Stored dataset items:
------

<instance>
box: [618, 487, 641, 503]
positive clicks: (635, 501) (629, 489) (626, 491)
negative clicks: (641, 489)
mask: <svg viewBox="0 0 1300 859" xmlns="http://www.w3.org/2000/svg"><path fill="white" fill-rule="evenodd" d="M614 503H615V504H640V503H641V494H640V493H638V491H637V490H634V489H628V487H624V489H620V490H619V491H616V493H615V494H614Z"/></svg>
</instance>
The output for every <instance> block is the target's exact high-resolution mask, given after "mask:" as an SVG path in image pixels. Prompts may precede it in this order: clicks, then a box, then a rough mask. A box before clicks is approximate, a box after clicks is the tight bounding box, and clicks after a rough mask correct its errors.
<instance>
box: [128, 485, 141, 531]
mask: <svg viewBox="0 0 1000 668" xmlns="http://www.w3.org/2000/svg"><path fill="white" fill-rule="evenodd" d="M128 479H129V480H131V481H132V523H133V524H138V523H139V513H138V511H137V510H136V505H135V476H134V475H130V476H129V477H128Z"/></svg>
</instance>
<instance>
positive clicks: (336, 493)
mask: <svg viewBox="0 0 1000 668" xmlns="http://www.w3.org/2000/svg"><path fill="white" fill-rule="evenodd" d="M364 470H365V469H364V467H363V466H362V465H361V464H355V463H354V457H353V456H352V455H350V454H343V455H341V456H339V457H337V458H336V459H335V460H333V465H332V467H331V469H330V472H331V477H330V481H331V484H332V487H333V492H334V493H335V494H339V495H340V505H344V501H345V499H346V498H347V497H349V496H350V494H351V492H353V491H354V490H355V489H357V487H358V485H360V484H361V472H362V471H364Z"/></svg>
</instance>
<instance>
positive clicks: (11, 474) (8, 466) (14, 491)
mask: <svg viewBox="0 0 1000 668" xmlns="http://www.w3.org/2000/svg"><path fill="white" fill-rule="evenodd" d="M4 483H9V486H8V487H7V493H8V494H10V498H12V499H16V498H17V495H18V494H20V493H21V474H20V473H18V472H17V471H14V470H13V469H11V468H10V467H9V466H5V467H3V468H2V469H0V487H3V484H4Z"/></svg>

------

• WHAT THE EXERCISE ASKS:
For every entry in the records above, write an exact copy.

• EXERCISE RESPONSE:
<instance>
box: [618, 487, 641, 503]
positive clicks: (635, 501) (629, 489) (626, 491)
negative clicks: (641, 489)
mask: <svg viewBox="0 0 1300 859" xmlns="http://www.w3.org/2000/svg"><path fill="white" fill-rule="evenodd" d="M614 503H615V504H640V503H641V494H640V493H638V491H637V490H634V489H628V487H624V489H620V490H619V491H616V493H615V494H614Z"/></svg>
</instance>
The output for every <instance> block is the target's exact high-resolution mask, given after "mask:" as an SVG path in image pixels. Prompts may precede it in this order: clicks, then a box, then a rough mask. A box before clicks is approximate, a box after clicks is the tight bounding box, and clicks after a rough mask correct its errors.
<instance>
box: [128, 485, 141, 531]
mask: <svg viewBox="0 0 1000 668" xmlns="http://www.w3.org/2000/svg"><path fill="white" fill-rule="evenodd" d="M128 479H129V480H131V481H132V523H133V524H138V523H139V513H138V511H137V510H136V505H135V476H134V475H130V476H129V477H128Z"/></svg>
</instance>
<instance>
positive clicks: (336, 493)
mask: <svg viewBox="0 0 1000 668" xmlns="http://www.w3.org/2000/svg"><path fill="white" fill-rule="evenodd" d="M364 470H365V469H364V467H363V466H362V465H361V464H355V463H354V457H353V456H352V455H350V454H343V455H341V456H339V457H337V458H336V459H335V460H333V465H332V467H331V469H330V472H331V477H330V481H331V484H332V487H333V492H334V493H335V494H339V495H340V505H344V501H345V499H346V498H347V497H349V496H350V494H351V492H353V491H354V490H355V489H357V487H358V485H360V484H361V472H362V471H364Z"/></svg>
</instance>
<instance>
positive clicks: (11, 474) (8, 466) (14, 491)
mask: <svg viewBox="0 0 1000 668" xmlns="http://www.w3.org/2000/svg"><path fill="white" fill-rule="evenodd" d="M4 483H9V486H8V487H7V493H8V494H10V498H12V499H16V498H17V495H18V494H20V493H21V474H20V473H18V472H17V471H14V470H13V469H11V468H10V467H9V466H5V467H3V468H2V469H0V487H3V484H4Z"/></svg>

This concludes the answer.